ИСХОДНЫЙ ТЕКСТ
Герберт Венер был в те времена ключевой фигурой в СДПГ, «мозговым центром» партии и «серым кардиналом», который держал в руках все ниточки. Но этот экс-коммунист никак не мог выступить на первый план. Поэтому в качестве кандидата в канцлеры от СДПГ был выбран Вилли Брандт, популярный и всеми любимый бургомистр города Берлина. Правда, во время последних выборов 1965 года социал-демократы потерпели ужасное поражение. Окончательно павший духом председатель СДПГ Брандт пока вынужден был отложить свои мечты о Бонне в долгий ящик и обиженно уехать в Берлин. Венер получил карт-бланш. И теперь, после падения Эрхарда, Венер наконец-то, впервые после 1930 года, увидел отчетливый шанс, открывающий СДПГ путь к власти.
Со времени Годесбергской программы 1959 года и причисления себя к сторонникам политики Аденауэра, включавшей в себя идеи западной интеграции, союза с НАТО и социальной рыночной экономики, СДПГ превратилась в «народную партию». Все-таки во время прошедших выборов ей не удалось обойти ХДС. Если не в одиночку, то хотя бы в союзе с ХДС СДПГ должна была теперь доказать свою способность стать правящей партией. После падения Эрхарда Венер агрессивно заявил в бундестаге, обращаясь к ХДС: «Мы не хотим просто поучаствовать в управлении, мы хотим управлять, и придет тот день, когда мы будем управлять». Этими словами он хотел расставить все на свои места: СДПГ не будет входить в правительство на правах младшего кандидата – только в качестве равноправного партнера. Другими словами, он намекал, что СДПГ в крайнем случае может заключить коалицию с СПГ, но подобная угроза не была воспринята серьезно. Эрих Менде, в свое время партийный руководитель либералов, вспоминает: «Герберт Винер с видом простодушного простофили продолжал вести переговоры с делегацией от СПГ еще долгое время после того, как условился о Большой коалиции с Георгом Кизингером. Он превосходно понимал, как вводить в заблуждение своих партнеров по коалиции».
Вилли Брандт с гораздо большей охотой заключил бы союз с СПГ, но он не осмеливался противопоставлять себя ХДС – ХСС. Брандт дал уговорить себя вступить и Большую коалицию. Теперь ему, вместе с остальными сторонниками «обручения гигантов», Гельмутом Шмидтом и Гербертом Венером, нужно было уговорить своих товарищей по партии действовать точно так же. 26 ноября 1966 года всю ночь фракция СДПГ вела жаркие дебаты, в результате которых противники Большой коалиции признали свое поражение. СДПГ заявила о союзе с ХДС – ХСС.
Теперь обеим партиям предстояло решить щекотливую задачу – разработать общую программу управления и разграничить сферы влияния. Скрепя сердце СДПГ пришлось согласиться с кандидатурой Франца Йозефа Штрауса на должность министра финансов. «Это нам придется проглотить», – лаконично сказал Венер. Взамен Конрад Алерс, жертва аферы с журналом «Шпигель», в которой принимал непосредственное участие Штраус, стал временно исполняющим обязанности уполномоченного представителя правительства. Сверх того, Кизингеру пришлось одобрить кандидатуру Вилли Брандта на пост вице-канцлера и министра иностранных дел, хотя ранее он обещал этот пост Ойгену Герстенмайеру. Хотя Брандт поначалу выказывал мало интереса к Министерству иностранных дел, под влиянием товарищей по партии он с нехарактерным для него воодушевлением погрузился в решение своих новых задач.

СОБРАННЫЕ ДАННЫЕ

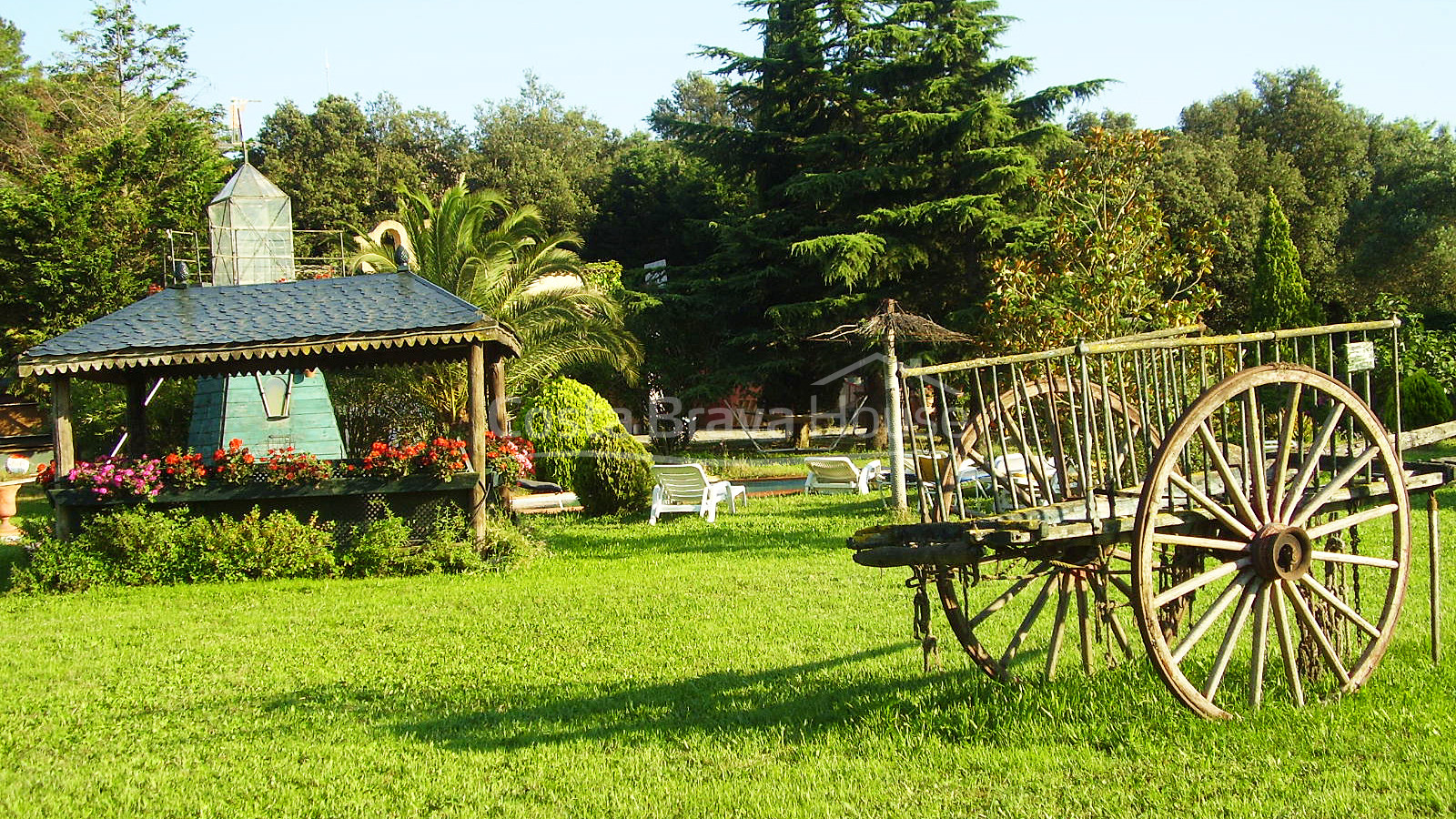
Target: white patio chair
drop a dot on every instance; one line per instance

ЗАДАНИЕ 1
Воспроизведите фрагмент текста о Большой коалиции от «Герберт Венер был» до «путь к власти.», переименовав «СДПГ» в «СПД».
ЗАДАНИЕ 2
Кратко перескажите абзац текста о Большой коалиции, который начинается словами «Вилли Брандт с гораздо большей охотой», и сохраните его основные факты.
ЗАДАНИЕ 3
Ответьте по тексту о Большой коалиции на вопросы:
(a) В каком году была принята Годесбергская программа?
(b) Какую должность занимал Вилли Брандт, когда его выбрали кандидатом в канцлеры от СДПГ?
(c) На какую должность СДПГ пришлось согласиться с кандидатурой Франца Йозефа Штрауса?

ПИСЬМЕННОЕ РЕШЕНИЕ 1
Герберт Венер был в те времена ключевой фигурой в СПД, «мозговым центром» партии и «серым кардиналом», который держал в руках все ниточки. Но этот экс-коммунист никак не мог выступить на первый план. Поэтому в качестве кандидата в канцлеры от СПД был выбран Вилли Брандт, популярный и всеми любимый бургомистр города Берлина. Правда, во время последних выборов 1965 года социал-демократы потерпели ужасное поражение. Окончательно павший духом председатель СПД Брандт пока вынужден был отложить свои мечты о Бонне в долгий ящик и обиженно уехать в Берлин. Венер получил карт-бланш. И теперь, после падения Эрхарда, Венер наконец-то, впервые после 1930 года, увидел отчетливый шанс, открывающий СПД путь к власти.

ПИСЬМЕННОЕ РЕШЕНИЕ 2
Брандт предпочел бы союз с СПГ, но не решился выступить против ХДС – ХСС и согласился на Большую коалицию. Вместе с Гельмутом Шмидтом и Гербертом Венером он должен был убедить в этом товарищей по партии. 26 ноября 1966 года фракция СДПГ всю ночь вела дебаты. В итоге противники коалиции признали поражение, и СДПГ заявила о союзе с ХДС – ХСС.

ПИСЬМЕННОЕ РЕШЕНИЕ 3
(a) В 1959 году.
(b) Он был бургомистром города Берлина.
(c) На должность министра финансов.